Source document —

▼▼▼

Highlights & Insights

• Morphological distance predicts gradient conflict: This is a profound finding—the physical structural similarity of robots directly correlates with the alignment of gradient directions during policy learning. This implies that which robot datasets can be safely co-trained is predictable prior to training.
• Simple grouping outperforms complex conflict resolution: Static morphological clustering (EG) surpasses PCGrad's dynamic gradient projection and SEL's dynamic task grouping—leveraging domain knowledge (morphological structure) a priori is more reliable than inferring task relationships at runtime.
• Strong complementarity between cross-embodiment learning and offline RL: Cross-embodiment learning provides data diversity; offline RL exploits suboptimal data—their combination enables robot foundation models to reduce dependence on large quantities of high-quality expert demonstrations.

Limitations & Future Work

• Validation is limited to MuJoCo locomotion tasks in simulation; extension to real robots and manipulation tasks remains unexplored.
• Computing FGW graph distances requires pre-defined robot graph structures, which may necessitate manual modeling for robots with unknown morphologies.
• Grouping is static, whereas gradient conflict patterns may evolve dynamically during training—adaptive grouping strategies could yield further improvements.
• Dataset scale is relatively small (1M steps per robot); scalability at larger data regimes has not been verified.
• The critic is still updated globally—if critic learning also suffers from cross-embodiment conflicts, grouped critic updates may offer additional gains.

▲▲▲

Location identification items —
▼▼▼

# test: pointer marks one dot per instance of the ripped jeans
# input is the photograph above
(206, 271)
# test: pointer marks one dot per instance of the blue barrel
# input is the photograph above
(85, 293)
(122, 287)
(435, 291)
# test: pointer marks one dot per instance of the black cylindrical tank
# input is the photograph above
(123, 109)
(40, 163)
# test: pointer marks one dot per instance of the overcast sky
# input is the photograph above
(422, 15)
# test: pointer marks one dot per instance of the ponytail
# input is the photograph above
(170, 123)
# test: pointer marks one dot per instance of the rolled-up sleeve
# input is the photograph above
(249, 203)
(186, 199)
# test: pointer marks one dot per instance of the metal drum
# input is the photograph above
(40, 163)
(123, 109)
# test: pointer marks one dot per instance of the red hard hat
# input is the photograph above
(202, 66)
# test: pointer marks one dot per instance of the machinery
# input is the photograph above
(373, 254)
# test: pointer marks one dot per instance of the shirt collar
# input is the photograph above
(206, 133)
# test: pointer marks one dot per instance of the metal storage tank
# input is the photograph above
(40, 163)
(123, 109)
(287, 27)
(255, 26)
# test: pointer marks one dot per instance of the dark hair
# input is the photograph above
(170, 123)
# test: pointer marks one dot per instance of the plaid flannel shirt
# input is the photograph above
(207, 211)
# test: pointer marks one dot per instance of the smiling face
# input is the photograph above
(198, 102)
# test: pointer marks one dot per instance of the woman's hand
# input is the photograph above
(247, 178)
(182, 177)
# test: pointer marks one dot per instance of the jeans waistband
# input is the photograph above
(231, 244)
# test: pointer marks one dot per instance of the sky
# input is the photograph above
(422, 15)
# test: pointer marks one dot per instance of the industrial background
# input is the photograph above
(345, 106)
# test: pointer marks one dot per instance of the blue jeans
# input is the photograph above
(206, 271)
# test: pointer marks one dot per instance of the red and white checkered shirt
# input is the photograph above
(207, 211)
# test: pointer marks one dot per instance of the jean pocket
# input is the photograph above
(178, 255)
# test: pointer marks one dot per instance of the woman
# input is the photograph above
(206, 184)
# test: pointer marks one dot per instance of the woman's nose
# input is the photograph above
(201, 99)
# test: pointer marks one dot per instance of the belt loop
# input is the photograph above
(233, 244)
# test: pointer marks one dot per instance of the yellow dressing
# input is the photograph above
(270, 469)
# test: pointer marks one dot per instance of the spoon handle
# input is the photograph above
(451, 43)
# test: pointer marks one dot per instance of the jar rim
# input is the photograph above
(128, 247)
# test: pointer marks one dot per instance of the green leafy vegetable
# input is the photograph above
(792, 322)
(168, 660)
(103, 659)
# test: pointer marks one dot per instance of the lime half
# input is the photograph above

▲▲▲

Set task A —
Answer these about the cross-embodiment RL summary:
(i) Which two approaches does static morphological clustering (EG) outperform?
(ii) What dataset size per robot is given?
(iii) What does computing FGW graph distances require?
Set task B —
Extend the cross-embodiment RL summary past its final bullet.
The data has no role in this exercise.

Expected output A —
(i) PCGrad's dynamic gradient projection and SEL's dynamic task grouping.
(ii) 1M steps per robot.
(iii) Pre-defined robot graph structures.

Expected output B —
Related Work & Insights

• vs. Open X-Embodiment: OXE employs cross-embodiment imitation learning; this paper presents the first systematic study of cross-embodiment offline RL.
• vs. Q-Transformer: Q-Transformer applies offline RL to large-scale robot data but on a single platform; this paper extends the setting to 16 morphologies.
• vs. PCGrad: PCGrad resolves multi-task conflicts via gradient projection but offers limited benefit in the cross-embodiment setting; EG's static morphological clustering is more effective.
• vs. SEL: SEL groups tasks by dynamic affinity, incurring additional computation and exhibiting less stability than grouping based on morphological priors.

Rating

• Novelty: ⭐⭐⭐⭐ First systematic study of cross-embodiment offline RL; the correlation between morphological distance and gradient conflict is a novel finding.
• Experimental Thoroughness: ⭐⭐⭐⭐⭐ 16 robots, 6 dataset configurations, 8 method comparisons, comprehensive ablations.
• Writing Quality: ⭐⭐⭐⭐⭐ The logical chain from problem identification → root cause analysis → hypothesis validation → solution design is clear and complete.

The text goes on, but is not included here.